INSTRUCTIONS TO FOLLOW ::
Convert everything from the start of the items down through the line containing "positive clicks: (417, 306) (421, 307)" into a Markdown table with columns Row and Line, one numbered row per non-blank line.

INPUT DATA ::
• • • • •
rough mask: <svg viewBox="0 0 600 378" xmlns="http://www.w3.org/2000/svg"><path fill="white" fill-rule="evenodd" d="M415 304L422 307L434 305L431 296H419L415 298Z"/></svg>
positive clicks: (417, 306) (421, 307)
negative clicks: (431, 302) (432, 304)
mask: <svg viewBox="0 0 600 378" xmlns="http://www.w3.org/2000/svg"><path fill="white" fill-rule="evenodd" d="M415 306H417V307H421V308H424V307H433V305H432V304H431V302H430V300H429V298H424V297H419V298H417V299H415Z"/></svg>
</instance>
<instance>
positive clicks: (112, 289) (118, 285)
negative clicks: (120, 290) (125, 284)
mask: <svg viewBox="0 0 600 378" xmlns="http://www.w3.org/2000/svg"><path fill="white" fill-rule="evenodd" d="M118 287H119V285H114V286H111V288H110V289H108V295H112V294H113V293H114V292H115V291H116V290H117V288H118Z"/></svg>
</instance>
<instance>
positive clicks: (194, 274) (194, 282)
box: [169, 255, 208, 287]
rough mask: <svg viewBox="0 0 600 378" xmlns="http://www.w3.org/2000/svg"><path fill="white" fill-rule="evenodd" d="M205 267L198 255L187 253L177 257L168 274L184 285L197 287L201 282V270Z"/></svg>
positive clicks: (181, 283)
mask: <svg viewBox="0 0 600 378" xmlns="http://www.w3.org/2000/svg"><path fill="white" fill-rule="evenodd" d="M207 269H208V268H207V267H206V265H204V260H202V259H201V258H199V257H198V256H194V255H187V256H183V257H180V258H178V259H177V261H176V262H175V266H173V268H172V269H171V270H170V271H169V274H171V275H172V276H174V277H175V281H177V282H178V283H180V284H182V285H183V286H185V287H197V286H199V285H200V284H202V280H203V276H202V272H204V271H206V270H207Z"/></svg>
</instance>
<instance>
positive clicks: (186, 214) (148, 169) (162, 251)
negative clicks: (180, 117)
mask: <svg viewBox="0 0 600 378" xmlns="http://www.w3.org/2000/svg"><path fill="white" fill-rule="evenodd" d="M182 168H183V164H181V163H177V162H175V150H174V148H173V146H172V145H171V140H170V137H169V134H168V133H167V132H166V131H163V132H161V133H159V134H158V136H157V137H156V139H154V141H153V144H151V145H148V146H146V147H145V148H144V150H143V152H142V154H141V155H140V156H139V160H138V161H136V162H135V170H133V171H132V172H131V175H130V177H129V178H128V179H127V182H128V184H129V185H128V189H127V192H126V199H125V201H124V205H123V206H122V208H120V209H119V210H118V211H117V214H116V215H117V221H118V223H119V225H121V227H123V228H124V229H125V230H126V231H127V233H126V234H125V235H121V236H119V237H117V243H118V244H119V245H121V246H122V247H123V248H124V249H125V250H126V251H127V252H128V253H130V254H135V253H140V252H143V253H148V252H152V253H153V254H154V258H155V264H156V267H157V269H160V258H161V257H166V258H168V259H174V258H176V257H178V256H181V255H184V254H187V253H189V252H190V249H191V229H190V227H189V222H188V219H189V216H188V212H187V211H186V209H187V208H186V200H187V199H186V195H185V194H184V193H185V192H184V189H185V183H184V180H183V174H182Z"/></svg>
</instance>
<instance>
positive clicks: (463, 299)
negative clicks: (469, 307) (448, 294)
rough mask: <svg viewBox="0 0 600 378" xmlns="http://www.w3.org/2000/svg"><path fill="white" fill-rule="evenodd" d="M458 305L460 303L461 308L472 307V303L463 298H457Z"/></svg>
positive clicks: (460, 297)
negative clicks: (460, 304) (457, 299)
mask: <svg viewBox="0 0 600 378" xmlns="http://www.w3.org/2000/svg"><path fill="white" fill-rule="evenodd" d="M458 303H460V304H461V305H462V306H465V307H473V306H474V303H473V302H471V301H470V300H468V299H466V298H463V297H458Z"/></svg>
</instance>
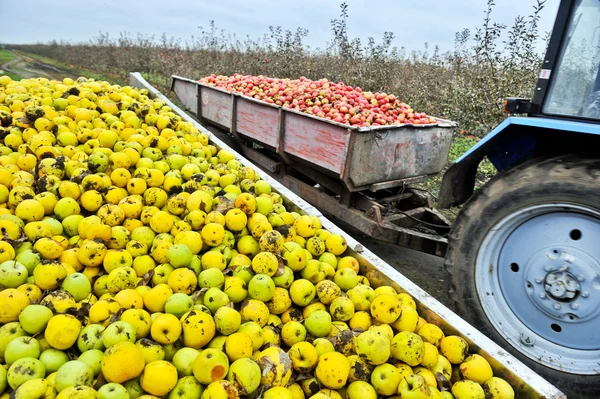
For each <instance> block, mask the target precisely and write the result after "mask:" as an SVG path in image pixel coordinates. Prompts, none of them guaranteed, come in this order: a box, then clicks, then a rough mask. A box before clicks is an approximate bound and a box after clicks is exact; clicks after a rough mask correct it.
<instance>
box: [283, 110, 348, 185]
mask: <svg viewBox="0 0 600 399" xmlns="http://www.w3.org/2000/svg"><path fill="white" fill-rule="evenodd" d="M284 134H285V136H284V140H283V145H284V149H285V152H286V153H288V154H290V155H293V156H295V157H297V158H300V159H302V160H305V161H307V162H310V163H312V164H315V165H319V166H320V167H322V168H325V169H328V170H330V171H332V172H334V173H335V174H336V175H338V176H339V175H341V174H342V173H343V167H344V163H345V160H346V146H347V142H348V139H349V137H350V135H349V134H348V129H345V128H342V127H340V126H336V125H332V124H328V123H323V122H321V121H318V120H316V119H312V118H306V117H304V116H303V115H298V114H295V113H285V123H284Z"/></svg>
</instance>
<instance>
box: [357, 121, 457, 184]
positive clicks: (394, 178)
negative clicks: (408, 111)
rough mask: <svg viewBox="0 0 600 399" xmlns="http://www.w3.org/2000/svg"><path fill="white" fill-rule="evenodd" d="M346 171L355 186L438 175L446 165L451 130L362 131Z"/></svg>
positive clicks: (396, 130)
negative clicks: (347, 171)
mask: <svg viewBox="0 0 600 399" xmlns="http://www.w3.org/2000/svg"><path fill="white" fill-rule="evenodd" d="M354 134H355V135H356V142H355V143H354V149H353V151H352V153H350V154H348V156H349V157H351V162H350V165H351V169H350V170H349V171H348V172H347V173H348V177H349V178H350V180H351V181H352V184H353V185H354V186H357V187H358V186H365V185H370V184H373V182H385V181H390V180H396V179H398V176H402V177H403V178H410V177H415V176H422V175H431V174H436V173H438V172H439V171H440V170H442V169H443V168H444V166H446V163H447V162H448V153H449V151H450V145H451V144H452V135H453V131H452V129H448V128H444V127H438V126H431V127H428V128H415V127H412V126H404V127H402V128H400V129H398V128H391V129H387V130H377V131H374V132H359V133H354Z"/></svg>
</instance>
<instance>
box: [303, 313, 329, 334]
mask: <svg viewBox="0 0 600 399" xmlns="http://www.w3.org/2000/svg"><path fill="white" fill-rule="evenodd" d="M304 326H305V327H306V329H307V330H308V333H309V334H310V335H312V336H313V337H317V338H320V337H326V336H327V334H329V331H330V330H331V315H330V314H329V313H327V312H326V311H324V310H316V311H314V312H312V313H311V314H309V315H308V317H307V318H306V320H305V321H304Z"/></svg>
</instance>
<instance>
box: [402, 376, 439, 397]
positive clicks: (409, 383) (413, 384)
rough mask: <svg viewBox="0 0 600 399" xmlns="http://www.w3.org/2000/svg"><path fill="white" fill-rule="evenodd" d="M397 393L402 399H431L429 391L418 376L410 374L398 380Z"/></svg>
mask: <svg viewBox="0 0 600 399" xmlns="http://www.w3.org/2000/svg"><path fill="white" fill-rule="evenodd" d="M398 393H399V394H400V396H401V397H402V399H431V390H430V389H429V385H427V382H426V381H425V378H423V377H421V376H420V375H416V374H410V375H407V376H405V377H404V378H402V379H401V380H400V384H399V385H398Z"/></svg>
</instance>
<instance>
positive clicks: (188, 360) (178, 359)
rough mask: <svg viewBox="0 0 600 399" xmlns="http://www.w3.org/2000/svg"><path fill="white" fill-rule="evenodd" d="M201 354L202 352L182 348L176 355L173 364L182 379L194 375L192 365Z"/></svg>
mask: <svg viewBox="0 0 600 399" xmlns="http://www.w3.org/2000/svg"><path fill="white" fill-rule="evenodd" d="M199 354H200V351H198V350H196V349H194V348H181V349H179V350H178V351H177V352H176V353H175V355H174V356H173V360H172V363H173V365H174V366H175V368H176V369H177V374H179V376H180V377H185V376H190V375H193V371H192V363H193V362H194V360H196V357H198V355H199Z"/></svg>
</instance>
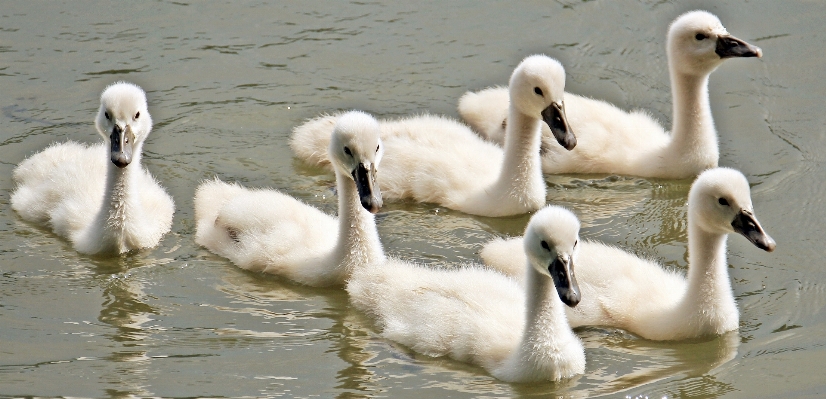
• • • • •
ANSWER SECTION ::
| Row | Line |
|---|---|
| 1 | rough mask: <svg viewBox="0 0 600 378" xmlns="http://www.w3.org/2000/svg"><path fill="white" fill-rule="evenodd" d="M415 304L422 307L434 305L431 296H419L415 298Z"/></svg> |
| 2 | positive clicks: (417, 306) (421, 307) |